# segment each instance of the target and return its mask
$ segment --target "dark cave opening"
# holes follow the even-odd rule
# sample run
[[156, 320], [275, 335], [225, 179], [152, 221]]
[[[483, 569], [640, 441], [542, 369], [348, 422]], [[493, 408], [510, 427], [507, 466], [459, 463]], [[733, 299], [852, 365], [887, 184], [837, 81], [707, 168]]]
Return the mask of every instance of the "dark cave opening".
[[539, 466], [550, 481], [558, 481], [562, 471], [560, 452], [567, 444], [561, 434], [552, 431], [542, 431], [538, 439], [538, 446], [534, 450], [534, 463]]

==================================================

### DIRECTIONS FOR THIS TASK
Render every line of the records above as a JSON list of strings, one string per line, leaving out any blank lines.

### ANSWER TO THIS PROBLEM
[
  "# segment each instance of the target and return its mask",
  "$ segment --target \"dark cave opening\"",
  "# holes follow the even-odd rule",
  "# sample run",
  "[[156, 320], [275, 335], [225, 179], [152, 221]]",
  "[[[483, 569], [640, 441], [542, 369], [348, 422]], [[493, 408], [510, 427], [507, 466], [459, 463]], [[733, 299], [852, 365], [887, 184], [837, 81], [707, 168]]]",
  "Return the mask of every instance of the \"dark cave opening\".",
  "[[539, 466], [550, 481], [558, 481], [562, 471], [560, 452], [567, 444], [561, 434], [552, 431], [542, 431], [538, 439], [538, 446], [534, 450], [534, 463]]"
]